Count the lines in the records below that contain the string "shirt", matching case exactly, and give only the number.

--- Begin EXTRACTED MATERIAL ---

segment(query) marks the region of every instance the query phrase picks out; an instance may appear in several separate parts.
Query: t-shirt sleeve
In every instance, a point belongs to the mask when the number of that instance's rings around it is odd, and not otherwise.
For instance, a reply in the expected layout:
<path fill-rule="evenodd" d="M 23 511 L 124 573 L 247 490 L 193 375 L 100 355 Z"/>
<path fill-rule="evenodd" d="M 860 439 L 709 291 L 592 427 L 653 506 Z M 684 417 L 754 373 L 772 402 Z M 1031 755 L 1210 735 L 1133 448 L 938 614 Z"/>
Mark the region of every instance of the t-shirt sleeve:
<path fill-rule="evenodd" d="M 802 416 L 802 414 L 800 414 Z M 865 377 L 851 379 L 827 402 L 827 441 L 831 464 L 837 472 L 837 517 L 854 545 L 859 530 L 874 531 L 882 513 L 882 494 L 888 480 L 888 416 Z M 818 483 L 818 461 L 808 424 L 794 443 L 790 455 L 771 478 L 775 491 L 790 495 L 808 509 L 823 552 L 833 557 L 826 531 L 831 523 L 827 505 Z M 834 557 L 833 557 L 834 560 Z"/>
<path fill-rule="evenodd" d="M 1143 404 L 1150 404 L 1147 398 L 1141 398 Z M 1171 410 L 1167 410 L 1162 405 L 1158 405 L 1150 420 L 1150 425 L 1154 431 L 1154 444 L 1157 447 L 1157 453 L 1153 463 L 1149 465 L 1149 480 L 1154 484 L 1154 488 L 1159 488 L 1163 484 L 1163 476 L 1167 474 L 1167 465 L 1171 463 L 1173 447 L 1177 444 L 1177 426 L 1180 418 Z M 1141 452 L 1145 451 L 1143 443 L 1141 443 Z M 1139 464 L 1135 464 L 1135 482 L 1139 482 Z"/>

--- End EXTRACTED MATERIAL ---
--- Begin EXTRACTED MATERIAL ---

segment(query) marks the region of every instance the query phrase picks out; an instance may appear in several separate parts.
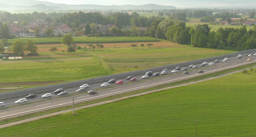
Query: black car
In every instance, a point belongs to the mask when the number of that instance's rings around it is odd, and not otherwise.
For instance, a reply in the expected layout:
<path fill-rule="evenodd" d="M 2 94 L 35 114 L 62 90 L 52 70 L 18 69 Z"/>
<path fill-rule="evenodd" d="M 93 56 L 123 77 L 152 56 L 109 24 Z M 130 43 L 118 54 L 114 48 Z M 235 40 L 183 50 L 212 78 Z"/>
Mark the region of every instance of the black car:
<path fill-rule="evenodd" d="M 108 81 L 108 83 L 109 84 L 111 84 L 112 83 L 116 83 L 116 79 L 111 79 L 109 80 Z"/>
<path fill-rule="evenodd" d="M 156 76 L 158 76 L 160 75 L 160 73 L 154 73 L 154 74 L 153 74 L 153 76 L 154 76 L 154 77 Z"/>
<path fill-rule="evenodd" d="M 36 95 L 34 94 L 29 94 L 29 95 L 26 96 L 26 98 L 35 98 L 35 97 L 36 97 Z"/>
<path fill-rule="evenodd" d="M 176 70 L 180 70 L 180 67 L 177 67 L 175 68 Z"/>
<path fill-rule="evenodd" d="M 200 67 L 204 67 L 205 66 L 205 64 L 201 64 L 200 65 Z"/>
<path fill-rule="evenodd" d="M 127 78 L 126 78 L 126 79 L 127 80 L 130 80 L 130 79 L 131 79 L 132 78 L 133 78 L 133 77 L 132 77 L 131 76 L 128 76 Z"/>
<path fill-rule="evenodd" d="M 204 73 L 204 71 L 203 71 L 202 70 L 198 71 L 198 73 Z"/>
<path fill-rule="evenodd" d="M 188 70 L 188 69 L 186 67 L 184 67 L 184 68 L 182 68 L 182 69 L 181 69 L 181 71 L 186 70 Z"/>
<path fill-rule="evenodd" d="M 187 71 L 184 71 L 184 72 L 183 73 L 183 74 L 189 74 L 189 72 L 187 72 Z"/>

--- End EXTRACTED MATERIAL ---
--- Begin EXTRACTED MATERIAL ---

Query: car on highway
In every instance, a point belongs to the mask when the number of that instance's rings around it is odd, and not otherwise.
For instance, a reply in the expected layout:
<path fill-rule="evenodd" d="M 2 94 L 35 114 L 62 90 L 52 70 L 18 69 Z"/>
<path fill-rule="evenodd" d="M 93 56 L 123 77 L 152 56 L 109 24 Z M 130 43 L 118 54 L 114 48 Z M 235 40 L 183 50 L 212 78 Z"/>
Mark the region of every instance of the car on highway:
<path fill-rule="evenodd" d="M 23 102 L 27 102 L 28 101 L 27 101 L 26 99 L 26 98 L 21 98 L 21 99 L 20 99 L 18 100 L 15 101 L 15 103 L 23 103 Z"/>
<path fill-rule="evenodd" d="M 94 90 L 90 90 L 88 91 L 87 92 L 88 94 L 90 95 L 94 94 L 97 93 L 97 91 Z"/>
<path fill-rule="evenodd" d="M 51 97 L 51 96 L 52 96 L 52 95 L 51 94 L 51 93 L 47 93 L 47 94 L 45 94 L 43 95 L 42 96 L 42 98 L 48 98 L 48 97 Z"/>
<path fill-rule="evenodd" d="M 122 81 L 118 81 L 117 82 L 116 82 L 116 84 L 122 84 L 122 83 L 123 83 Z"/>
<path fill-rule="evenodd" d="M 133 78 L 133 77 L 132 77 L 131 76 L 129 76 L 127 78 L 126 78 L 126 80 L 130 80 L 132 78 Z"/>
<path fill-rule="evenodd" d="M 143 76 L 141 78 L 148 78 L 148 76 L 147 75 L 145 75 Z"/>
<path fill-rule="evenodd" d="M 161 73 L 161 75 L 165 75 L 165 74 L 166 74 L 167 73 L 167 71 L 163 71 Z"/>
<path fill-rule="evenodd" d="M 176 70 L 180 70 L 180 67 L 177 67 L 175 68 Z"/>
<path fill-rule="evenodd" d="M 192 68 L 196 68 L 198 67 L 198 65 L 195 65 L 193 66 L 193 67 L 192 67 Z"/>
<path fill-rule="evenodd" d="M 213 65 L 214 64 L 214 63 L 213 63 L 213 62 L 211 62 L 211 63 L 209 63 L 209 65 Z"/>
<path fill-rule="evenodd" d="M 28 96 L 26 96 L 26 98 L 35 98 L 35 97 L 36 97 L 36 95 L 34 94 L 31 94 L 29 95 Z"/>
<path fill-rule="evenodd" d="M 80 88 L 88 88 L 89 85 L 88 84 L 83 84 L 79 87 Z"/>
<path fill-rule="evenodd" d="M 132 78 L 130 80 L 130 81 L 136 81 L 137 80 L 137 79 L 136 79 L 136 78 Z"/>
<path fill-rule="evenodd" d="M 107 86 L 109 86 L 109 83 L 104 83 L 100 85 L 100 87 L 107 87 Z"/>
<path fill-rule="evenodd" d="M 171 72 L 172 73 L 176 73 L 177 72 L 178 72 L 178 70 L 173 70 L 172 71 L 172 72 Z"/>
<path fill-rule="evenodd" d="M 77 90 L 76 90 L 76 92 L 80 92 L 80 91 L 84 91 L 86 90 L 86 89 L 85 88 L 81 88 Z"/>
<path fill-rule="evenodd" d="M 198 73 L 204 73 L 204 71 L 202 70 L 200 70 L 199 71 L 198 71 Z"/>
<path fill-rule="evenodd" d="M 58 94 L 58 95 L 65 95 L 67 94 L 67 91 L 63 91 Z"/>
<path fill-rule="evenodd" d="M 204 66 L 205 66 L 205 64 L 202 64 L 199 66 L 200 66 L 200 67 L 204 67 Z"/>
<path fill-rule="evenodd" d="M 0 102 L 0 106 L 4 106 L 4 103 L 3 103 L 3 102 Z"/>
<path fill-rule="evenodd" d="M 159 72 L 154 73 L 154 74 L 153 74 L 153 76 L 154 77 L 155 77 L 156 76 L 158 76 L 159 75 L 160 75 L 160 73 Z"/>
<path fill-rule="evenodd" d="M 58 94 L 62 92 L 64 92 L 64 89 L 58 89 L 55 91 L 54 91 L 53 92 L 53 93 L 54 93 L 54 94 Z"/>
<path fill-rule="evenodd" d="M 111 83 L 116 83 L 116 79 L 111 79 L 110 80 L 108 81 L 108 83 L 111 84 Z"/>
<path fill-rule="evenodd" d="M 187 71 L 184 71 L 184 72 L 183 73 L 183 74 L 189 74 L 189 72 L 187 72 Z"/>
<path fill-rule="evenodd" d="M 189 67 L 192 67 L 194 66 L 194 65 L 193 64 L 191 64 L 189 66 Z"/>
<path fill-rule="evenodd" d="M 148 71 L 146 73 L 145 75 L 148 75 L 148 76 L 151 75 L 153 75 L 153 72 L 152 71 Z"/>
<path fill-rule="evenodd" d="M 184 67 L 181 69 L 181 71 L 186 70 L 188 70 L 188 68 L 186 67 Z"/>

--- End EXTRACTED MATERIAL ---

## SOLUTION
2